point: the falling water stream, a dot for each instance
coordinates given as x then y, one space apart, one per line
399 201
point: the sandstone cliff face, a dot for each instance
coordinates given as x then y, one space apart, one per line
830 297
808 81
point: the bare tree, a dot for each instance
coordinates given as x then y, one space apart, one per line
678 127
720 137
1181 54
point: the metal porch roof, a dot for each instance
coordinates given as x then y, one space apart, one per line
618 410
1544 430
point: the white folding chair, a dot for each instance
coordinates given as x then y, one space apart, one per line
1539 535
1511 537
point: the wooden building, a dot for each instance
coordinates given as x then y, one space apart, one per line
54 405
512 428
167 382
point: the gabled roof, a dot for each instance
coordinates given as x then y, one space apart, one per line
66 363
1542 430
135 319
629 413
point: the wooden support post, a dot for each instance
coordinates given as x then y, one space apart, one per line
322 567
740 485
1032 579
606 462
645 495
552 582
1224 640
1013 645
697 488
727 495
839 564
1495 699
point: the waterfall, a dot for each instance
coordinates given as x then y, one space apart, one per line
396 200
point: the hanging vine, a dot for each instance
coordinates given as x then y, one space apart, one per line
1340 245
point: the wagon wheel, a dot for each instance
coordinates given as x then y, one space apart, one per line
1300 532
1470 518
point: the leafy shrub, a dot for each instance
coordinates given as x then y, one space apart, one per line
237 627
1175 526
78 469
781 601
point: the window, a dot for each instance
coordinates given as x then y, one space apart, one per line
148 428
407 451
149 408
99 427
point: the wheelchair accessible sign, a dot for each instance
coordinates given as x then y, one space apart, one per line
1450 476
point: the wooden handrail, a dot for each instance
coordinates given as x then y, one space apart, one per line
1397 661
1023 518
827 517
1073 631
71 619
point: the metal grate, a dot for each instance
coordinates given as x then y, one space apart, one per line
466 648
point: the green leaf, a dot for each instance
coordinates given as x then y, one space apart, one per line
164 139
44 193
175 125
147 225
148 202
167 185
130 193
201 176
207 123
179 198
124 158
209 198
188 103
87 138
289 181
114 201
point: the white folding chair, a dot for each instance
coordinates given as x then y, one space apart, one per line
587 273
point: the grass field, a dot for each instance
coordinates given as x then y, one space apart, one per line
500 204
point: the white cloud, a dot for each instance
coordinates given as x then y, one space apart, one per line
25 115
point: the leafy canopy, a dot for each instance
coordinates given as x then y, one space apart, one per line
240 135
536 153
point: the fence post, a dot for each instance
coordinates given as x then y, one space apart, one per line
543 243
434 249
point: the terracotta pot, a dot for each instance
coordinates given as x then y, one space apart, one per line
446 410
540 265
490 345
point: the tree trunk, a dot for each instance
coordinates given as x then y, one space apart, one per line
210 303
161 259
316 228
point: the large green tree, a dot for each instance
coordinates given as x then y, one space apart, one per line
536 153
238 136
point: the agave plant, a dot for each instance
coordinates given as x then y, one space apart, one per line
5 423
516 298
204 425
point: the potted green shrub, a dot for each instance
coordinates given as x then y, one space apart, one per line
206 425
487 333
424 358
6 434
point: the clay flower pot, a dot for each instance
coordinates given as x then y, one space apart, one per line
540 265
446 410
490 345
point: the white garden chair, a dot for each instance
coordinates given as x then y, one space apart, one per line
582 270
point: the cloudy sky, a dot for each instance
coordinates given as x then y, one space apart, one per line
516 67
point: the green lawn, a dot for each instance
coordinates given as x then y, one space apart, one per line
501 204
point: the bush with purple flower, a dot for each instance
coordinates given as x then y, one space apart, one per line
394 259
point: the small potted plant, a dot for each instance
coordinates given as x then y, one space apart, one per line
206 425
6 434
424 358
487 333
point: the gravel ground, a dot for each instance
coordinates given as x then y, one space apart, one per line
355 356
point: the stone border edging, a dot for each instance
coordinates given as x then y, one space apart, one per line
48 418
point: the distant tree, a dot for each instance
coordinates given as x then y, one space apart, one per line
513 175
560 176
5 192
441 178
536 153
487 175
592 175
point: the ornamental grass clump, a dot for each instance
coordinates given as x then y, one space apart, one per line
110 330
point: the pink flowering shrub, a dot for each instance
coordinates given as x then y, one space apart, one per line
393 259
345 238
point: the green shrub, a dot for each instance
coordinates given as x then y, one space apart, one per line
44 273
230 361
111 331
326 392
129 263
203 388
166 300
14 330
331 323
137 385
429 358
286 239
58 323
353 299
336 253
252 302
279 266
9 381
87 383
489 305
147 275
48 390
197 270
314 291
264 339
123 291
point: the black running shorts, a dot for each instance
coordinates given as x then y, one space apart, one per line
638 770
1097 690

========

(Objective): Reproduce all of the rows above, replacing each occurrence of "a dot for each instance" with "one dot per instance" and keeping every other character unchanged.

(Exercise result):
point: the falling water stream, one dot per instance
coordinates given as x then y, one space apart, one per line
399 201
point: the sandstone cliff face, one dot per instance
coordinates given as x then y, one space apart, one per line
830 297
808 81
point: the bare tree, one dot per instance
coordinates given as x then y, one space apart, one per line
678 127
720 137
1181 54
point: the metal porch roof, one dot per instance
coordinates given as x then y, one space apart, one per line
618 410
1544 430
point: the white folding chair, one dot per instance
coordinates given as x then y, one space apart, one per line
1539 535
1511 537
point: the wooden building, one dot per instance
coordinates given as x then y, one space apart, one per line
54 405
512 428
167 382
point: the gabled roof, one dot per instance
coordinates given as x then y, one space apart, one per line
66 363
1542 430
135 319
629 413
point: the wooden support post, one dot per instance
coordinates given as x then y, one space apart, one per line
322 567
740 485
1032 579
606 462
645 495
552 582
1224 640
1013 645
697 488
727 495
839 564
1495 699
point: the waterfall, one dot per instance
coordinates given as x then y, one space apart, one per line
396 200
point: the hanging vine, one dot per instance
coordinates given as x then y, one space apart, one per line
1340 245
point: the wagon wheel, one dot per instance
coordinates given as x then y, one space apart, one per line
1300 532
1470 518
point: the leafy shrub, one dot per instance
coordinates given as x then y, one space apart, one per line
237 627
1175 526
78 469
781 601
point: the window, one dot per instance
coordinates given as x then y, one space apart, one per line
148 428
407 451
149 408
99 427
point: the wheelchair accessible sign, one dot per instance
coordinates given as x then y, one space apart, one per line
1450 476
point: the wooden handrail, one dot per instance
coordinates given as x then y, one space apart, one per line
1397 661
1023 518
827 517
1073 631
71 619
point: the metal grate, one dot per instance
coordinates given as x then y, one space apart, one per line
466 648
point: the green leaf, one dot per instance
coordinates given as x then y, one space apart, one per line
164 139
44 193
175 125
147 225
148 202
167 185
130 193
201 176
207 123
179 198
124 158
209 198
188 103
87 138
289 181
114 201
point: the white folding chair, one dot per instance
coordinates given as x then y, one space apart, one per line
587 273
point: the grass field, one dot per instance
coordinates given as x then y, one space apart, one per line
500 204
point: the white cloud, one dot per instance
coordinates given as x then y, one space apart, one per line
25 115
point: the leafy canopy, one dot per instance
coordinates given as x then y, one space apart, one per line
240 135
536 153
point: the fence post, one dot per instance
coordinates given as x then y, one space apart, one per line
543 243
434 249
point: the terracotta pot, one dot per instance
coordinates given as x then y, one space apart, one per line
446 410
540 265
490 345
point: the tree trunk, one dot per instance
coordinates given as x then y, one space apart, one per line
210 303
161 259
316 228
point: the large green tree, one dot per instance
coordinates given as x then y, one space apart, one per line
536 153
238 136
point: the agave plant, one dot per instance
coordinates given as x then y, one space apart, one per line
5 423
516 298
204 425
point: the potted green shrub, one dot per instance
coordinates given as x then y, one space apart, one per line
206 425
487 333
424 358
6 434
point: the clay flower pot, one dot per instance
coordinates given as x then y, one space apart, one per line
540 265
446 410
490 345
point: the white garden chair, one dot per instance
coordinates given as x then y, one space apart, one per line
582 270
point: the cloudy sky, one dot per instance
coordinates given as x then y, one space apart, one per line
516 67
point: the green lawn, one dot per instance
coordinates given as x then y, one space apart, one per line
501 204
point: the bush with purple flower, one dot per instance
coordinates given as x then y, one space apart, one per line
394 259
point: the small potted plant, one dot per instance
coordinates given as x then y, one space apart, one per line
206 425
6 434
424 358
487 333
point: the gravel ground, one dot per instance
coordinates given as x then y, one space apart, one per line
355 356
point: the stone border edging, one dot per instance
coordinates given as x then y, one space apart, one per line
48 418
point: the distant tree, one dot per instance
coordinates given as x then y, one space apart, one per line
513 175
560 176
5 192
441 178
536 153
487 175
592 175
point: the ornamental grass clump, one dot per instance
coordinates given as x then y, one space apart, one per line
110 330
point: the pink flowering shrub, one dot per instance
coordinates given as x then y, one space apart, one per line
393 259
345 238
point: the green shrub, one dot per instance
coordinates given as x then y, one space apart, one per line
44 273
230 361
111 331
326 392
129 263
203 388
166 300
14 330
331 323
137 385
429 358
286 239
58 323
353 299
336 253
252 302
279 266
9 381
87 383
489 305
147 275
48 390
197 270
314 291
264 339
123 291
point: the black running shorts, one dot per instance
coordinates given as x then y, one space apart, one per line
638 770
1097 690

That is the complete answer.